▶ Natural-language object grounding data
########################################
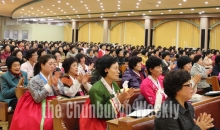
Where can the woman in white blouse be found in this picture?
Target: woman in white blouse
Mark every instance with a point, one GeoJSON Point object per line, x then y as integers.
{"type": "Point", "coordinates": [74, 84]}
{"type": "Point", "coordinates": [82, 67]}
{"type": "Point", "coordinates": [207, 60]}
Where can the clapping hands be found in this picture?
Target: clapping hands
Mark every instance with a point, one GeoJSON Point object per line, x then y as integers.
{"type": "Point", "coordinates": [204, 121]}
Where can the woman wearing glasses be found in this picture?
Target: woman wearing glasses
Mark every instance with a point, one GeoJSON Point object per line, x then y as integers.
{"type": "Point", "coordinates": [176, 113]}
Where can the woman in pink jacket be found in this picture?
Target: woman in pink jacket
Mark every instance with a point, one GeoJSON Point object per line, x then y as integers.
{"type": "Point", "coordinates": [152, 86]}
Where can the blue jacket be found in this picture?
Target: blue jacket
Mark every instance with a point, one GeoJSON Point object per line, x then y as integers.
{"type": "Point", "coordinates": [134, 80]}
{"type": "Point", "coordinates": [8, 84]}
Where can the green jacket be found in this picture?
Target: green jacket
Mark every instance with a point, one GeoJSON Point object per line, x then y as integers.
{"type": "Point", "coordinates": [100, 99]}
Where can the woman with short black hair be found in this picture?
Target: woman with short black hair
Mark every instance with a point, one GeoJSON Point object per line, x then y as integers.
{"type": "Point", "coordinates": [135, 74]}
{"type": "Point", "coordinates": [216, 68]}
{"type": "Point", "coordinates": [152, 87]}
{"type": "Point", "coordinates": [179, 90]}
{"type": "Point", "coordinates": [199, 69]}
{"type": "Point", "coordinates": [18, 53]}
{"type": "Point", "coordinates": [72, 81]}
{"type": "Point", "coordinates": [104, 92]}
{"type": "Point", "coordinates": [11, 79]}
{"type": "Point", "coordinates": [82, 67]}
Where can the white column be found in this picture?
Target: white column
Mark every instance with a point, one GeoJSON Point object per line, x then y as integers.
{"type": "Point", "coordinates": [74, 28]}
{"type": "Point", "coordinates": [148, 25]}
{"type": "Point", "coordinates": [106, 31]}
{"type": "Point", "coordinates": [204, 24]}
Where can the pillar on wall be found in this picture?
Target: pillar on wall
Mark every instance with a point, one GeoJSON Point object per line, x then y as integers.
{"type": "Point", "coordinates": [148, 32]}
{"type": "Point", "coordinates": [106, 26]}
{"type": "Point", "coordinates": [75, 30]}
{"type": "Point", "coordinates": [204, 29]}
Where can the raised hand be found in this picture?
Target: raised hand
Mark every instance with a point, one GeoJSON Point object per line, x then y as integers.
{"type": "Point", "coordinates": [91, 66]}
{"type": "Point", "coordinates": [85, 78]}
{"type": "Point", "coordinates": [204, 121]}
{"type": "Point", "coordinates": [80, 77]}
{"type": "Point", "coordinates": [53, 80]}
{"type": "Point", "coordinates": [21, 82]}
{"type": "Point", "coordinates": [196, 78]}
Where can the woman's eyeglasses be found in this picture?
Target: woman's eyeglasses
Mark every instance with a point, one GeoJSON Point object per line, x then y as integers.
{"type": "Point", "coordinates": [188, 85]}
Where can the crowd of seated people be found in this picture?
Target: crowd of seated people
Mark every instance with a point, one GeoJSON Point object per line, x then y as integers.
{"type": "Point", "coordinates": [50, 69]}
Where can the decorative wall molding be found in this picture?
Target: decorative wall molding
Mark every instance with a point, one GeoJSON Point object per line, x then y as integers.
{"type": "Point", "coordinates": [88, 23]}
{"type": "Point", "coordinates": [119, 22]}
{"type": "Point", "coordinates": [184, 20]}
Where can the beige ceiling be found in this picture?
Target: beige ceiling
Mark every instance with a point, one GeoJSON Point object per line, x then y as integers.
{"type": "Point", "coordinates": [75, 9]}
{"type": "Point", "coordinates": [8, 6]}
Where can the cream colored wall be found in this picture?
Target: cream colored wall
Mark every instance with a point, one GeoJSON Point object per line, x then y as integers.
{"type": "Point", "coordinates": [68, 33]}
{"type": "Point", "coordinates": [177, 33]}
{"type": "Point", "coordinates": [91, 32]}
{"type": "Point", "coordinates": [45, 32]}
{"type": "Point", "coordinates": [20, 28]}
{"type": "Point", "coordinates": [41, 32]}
{"type": "Point", "coordinates": [127, 33]}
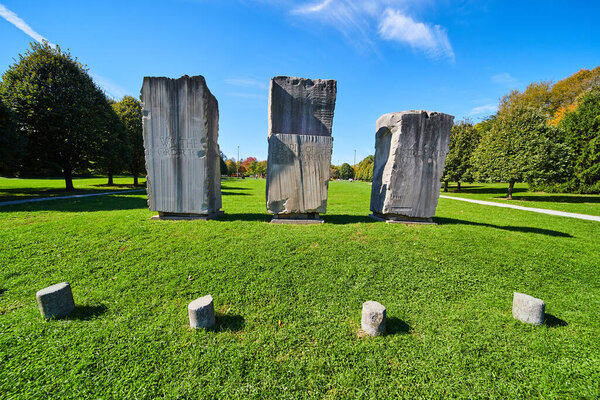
########################################
The lines from the one containing "Where can the beige" to the last line of the records, both included: print exactly those and nothing else, leaving out any pictures.

▶ RESULT FOR THIS EXERCISE
Where can the beige ceiling be found in this picture?
Target: beige ceiling
Mark every instance with a point, one GeoJSON Point object per line, x then y as integers.
{"type": "Point", "coordinates": [75, 9]}
{"type": "Point", "coordinates": [8, 6]}
Where can the cream colored wall be found in this picture?
Target: cream colored wall
Mark every instance with a point, one GeoJSON Point object per line, x then y as integers.
{"type": "Point", "coordinates": [68, 33]}
{"type": "Point", "coordinates": [177, 33]}
{"type": "Point", "coordinates": [91, 32]}
{"type": "Point", "coordinates": [45, 32]}
{"type": "Point", "coordinates": [20, 28]}
{"type": "Point", "coordinates": [41, 32]}
{"type": "Point", "coordinates": [127, 33]}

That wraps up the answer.